▸ Written instruction: Output every line of the records below as a numbered list, leaving out blank lines and the pictures.

Excerpts of pointing data
+--
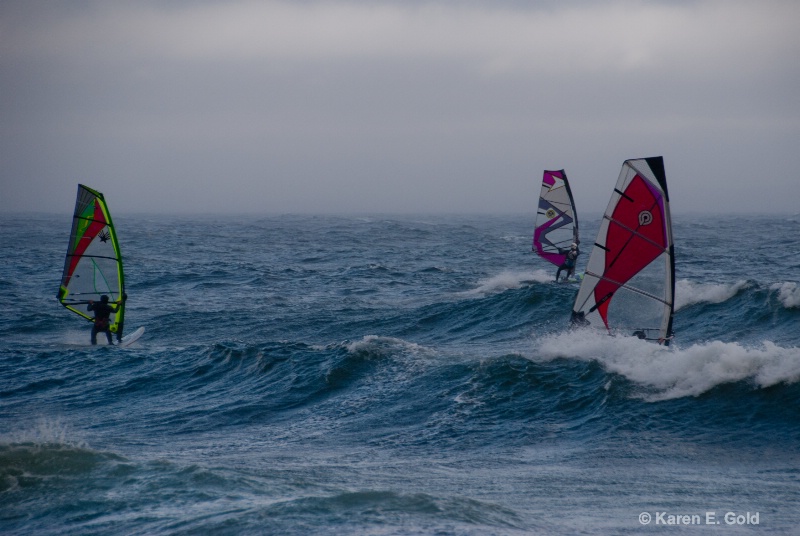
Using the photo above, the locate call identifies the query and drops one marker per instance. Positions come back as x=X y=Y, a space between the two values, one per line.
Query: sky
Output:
x=395 y=106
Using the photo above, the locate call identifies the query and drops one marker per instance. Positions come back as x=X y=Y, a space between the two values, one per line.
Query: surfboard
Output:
x=131 y=338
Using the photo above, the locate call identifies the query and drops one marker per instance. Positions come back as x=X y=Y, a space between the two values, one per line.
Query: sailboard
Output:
x=93 y=264
x=629 y=283
x=556 y=219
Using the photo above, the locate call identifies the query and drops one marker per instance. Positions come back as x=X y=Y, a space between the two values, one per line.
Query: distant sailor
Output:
x=102 y=312
x=569 y=261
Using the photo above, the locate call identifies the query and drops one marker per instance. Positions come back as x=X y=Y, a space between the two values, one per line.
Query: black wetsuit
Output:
x=569 y=262
x=102 y=312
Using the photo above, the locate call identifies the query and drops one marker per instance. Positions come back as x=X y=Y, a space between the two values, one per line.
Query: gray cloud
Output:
x=395 y=106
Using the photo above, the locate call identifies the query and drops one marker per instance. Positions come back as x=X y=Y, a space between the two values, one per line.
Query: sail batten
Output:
x=93 y=263
x=556 y=219
x=630 y=274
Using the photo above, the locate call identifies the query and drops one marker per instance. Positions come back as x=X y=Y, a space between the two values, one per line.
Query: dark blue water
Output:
+--
▸ Expected answer:
1. Using the photo above, the locate call identifies the query and drops one marker per instance. Positions come back as x=X y=Y, a space between the two values, one per line.
2. Query: sky
3. Output:
4. x=395 y=106
5. Using the photo above, the locate call identifies the query and drops one marker per instance. Positions come back as x=X y=Y, a space between the two values, one per line.
6. Query: surfboard
7. Output:
8. x=131 y=338
9. Using the photo above, the locate call identifies the query and drops one marker per instance. Positions come back as x=X y=Y, a space between the two values, one per line.
10. Query: sailboard
11. Output:
12. x=93 y=264
13. x=629 y=283
14. x=556 y=219
15. Using the photo above, the locate call identifies the query and drops one marker per instance. Positions come back as x=X y=Y, a space between the two values, one per line.
16. Query: distant sailor
17. Output:
18. x=102 y=312
19. x=569 y=261
20. Using the photo above, the locate call identifies the query and drops one marker per instance. Positions come back as x=X y=Y, a space between the two values, one per line.
21. Query: black wetsuit
22. Output:
23. x=569 y=262
24. x=102 y=312
25. Using the photo above, the locate call identifies the query and drops one marker per instance. Positions come back as x=X y=Y, a space between the two values, one per line.
26. Query: gray cloud
27. Output:
28. x=395 y=106
29. Using the photo above, the locate call identifies the query and drops one marker per instance. Positions come back as x=X y=Y, a space between the two values, one per line.
30. Query: sail batten
31. Output:
32. x=93 y=263
33. x=556 y=219
34. x=630 y=274
35. Using the photo above, the locate call identifies the query and drops one marker per instance. Positions come back as x=X y=Y, a space between the two values, one per line.
36. Query: dark blue water
37. Output:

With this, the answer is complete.